- _Task data_:
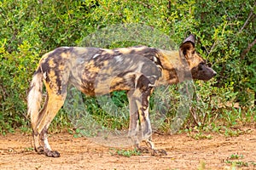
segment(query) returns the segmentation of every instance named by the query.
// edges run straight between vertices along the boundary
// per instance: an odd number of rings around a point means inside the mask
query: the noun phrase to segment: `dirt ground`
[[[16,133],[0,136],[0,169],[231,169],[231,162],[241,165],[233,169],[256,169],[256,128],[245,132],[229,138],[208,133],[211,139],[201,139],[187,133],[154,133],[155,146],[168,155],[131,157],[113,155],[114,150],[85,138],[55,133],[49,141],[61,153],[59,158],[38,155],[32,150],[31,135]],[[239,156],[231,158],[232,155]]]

* * *

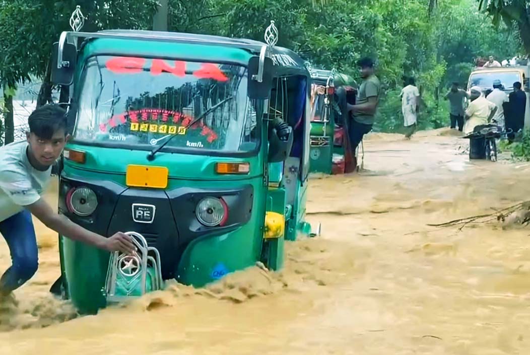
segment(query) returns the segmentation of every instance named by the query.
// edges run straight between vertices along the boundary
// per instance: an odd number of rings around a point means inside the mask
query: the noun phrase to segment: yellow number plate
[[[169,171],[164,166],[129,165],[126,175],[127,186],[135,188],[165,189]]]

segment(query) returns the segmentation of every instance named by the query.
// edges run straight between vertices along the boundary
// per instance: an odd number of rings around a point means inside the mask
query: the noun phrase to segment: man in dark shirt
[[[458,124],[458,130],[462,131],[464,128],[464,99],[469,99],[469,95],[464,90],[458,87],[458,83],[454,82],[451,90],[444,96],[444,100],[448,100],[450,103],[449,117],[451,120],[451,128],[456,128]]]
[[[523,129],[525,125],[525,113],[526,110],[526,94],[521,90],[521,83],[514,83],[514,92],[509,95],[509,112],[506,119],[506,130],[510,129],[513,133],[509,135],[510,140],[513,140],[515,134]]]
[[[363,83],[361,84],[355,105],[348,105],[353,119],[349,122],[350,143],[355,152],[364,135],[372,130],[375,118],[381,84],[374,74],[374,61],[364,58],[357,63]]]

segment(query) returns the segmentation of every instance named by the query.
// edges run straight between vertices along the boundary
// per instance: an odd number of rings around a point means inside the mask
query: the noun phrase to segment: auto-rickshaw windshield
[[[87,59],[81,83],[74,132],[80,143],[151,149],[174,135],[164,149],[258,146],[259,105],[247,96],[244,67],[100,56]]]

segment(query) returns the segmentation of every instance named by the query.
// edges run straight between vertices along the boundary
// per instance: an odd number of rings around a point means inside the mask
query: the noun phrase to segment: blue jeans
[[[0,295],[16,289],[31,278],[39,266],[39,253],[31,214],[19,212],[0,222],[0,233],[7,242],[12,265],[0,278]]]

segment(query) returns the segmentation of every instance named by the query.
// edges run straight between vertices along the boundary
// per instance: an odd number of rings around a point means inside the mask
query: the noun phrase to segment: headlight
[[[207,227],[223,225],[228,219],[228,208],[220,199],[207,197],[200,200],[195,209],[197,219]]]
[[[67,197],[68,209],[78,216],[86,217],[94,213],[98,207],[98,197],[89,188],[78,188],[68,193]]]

==

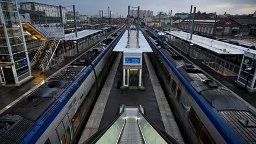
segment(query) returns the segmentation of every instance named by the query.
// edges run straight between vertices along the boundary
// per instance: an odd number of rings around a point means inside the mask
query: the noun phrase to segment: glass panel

- _Task objective_:
Pull out each line of the listing above that contains the string "phrase". Case counts.

- _Solution for this problem_:
query: the noun phrase to segment: `dirt ground`
query: the noun phrase to segment: yellow number plate
query: the noun phrase to segment: man in dark shirt
query: the noun phrase to segment: auto-rickshaw windshield
query: the noun phrase to segment: blue jeans
query: the noun phrase to segment: headlight
query: the noun phrase to segment: glass panel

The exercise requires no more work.